● Text excerpt
Bulger’s going to prison for the rest of his life so it’s not completely clear what will be done with the ring, but of all the items and chunks of cash seized from his Santa Monica hideout in 2011, this intriguing bit of memorabilia will remain far from the clutching hands of the FBI.
This was a huge and dramatic case for the city, obviously, and if there was ever even a slim chance of being somehow redeemed in the eyes of Bostonians, Bulger blew it when he, or someone close to him, decided they needed to hold onto a souvenir of when their bitter arch-rivals from across the border were winning their 23rd cup.
I can’t imagine that a self-respecting Barcelona supporter would ever take possession of any sort of Real Madrid medal or that a Limerick hurling fan could even look at a Tipperary Celtic Cross with anything other than disdain.
But that’s the sort of amoral universe Bulger thrived in as a murderous gangster and hypocritical turncoat.
“The parties have agreed to exclude a Stanley Cup ring, which the defendant contends was a gift to him by a third-party,” court documents stated.

● Tasks for this exercise
**1)** According to the Bulger ring text, where were the items and cash seized from Bulger, and in what year?
**2)** In the Bulger ring text, which teams or sides are named in the comparison about how rival supporters feel?
Rely only on the Bulger ring text for what follows.

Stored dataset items
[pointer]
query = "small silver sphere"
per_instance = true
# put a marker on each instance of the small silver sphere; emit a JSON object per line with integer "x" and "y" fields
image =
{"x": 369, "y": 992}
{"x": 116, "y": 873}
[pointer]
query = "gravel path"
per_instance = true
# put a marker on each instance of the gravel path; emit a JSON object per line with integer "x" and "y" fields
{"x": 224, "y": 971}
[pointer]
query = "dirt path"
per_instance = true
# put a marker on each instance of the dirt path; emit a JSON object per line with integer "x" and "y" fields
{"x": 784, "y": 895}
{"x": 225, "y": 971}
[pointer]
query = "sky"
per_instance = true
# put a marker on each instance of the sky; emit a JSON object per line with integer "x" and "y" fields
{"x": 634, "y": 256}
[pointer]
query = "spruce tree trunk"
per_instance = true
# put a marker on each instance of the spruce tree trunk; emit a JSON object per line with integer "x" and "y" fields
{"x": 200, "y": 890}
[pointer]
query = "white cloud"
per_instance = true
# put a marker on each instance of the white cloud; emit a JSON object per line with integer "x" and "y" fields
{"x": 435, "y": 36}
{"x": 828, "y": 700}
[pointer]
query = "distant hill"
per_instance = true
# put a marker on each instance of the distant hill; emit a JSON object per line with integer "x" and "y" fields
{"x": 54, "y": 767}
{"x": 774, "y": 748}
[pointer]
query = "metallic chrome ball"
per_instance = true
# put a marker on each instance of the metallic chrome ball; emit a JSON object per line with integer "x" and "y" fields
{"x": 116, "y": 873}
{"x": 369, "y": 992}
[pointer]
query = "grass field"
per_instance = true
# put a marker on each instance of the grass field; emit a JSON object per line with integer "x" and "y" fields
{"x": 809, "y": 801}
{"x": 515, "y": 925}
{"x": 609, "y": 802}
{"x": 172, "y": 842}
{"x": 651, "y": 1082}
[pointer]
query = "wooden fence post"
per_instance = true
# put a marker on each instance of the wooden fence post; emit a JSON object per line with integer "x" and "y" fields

● Per-task answers
**1)** From his Santa Monica hideout, in 2011.

**2)** Barcelona, Real Madrid, Limerick, Tipperary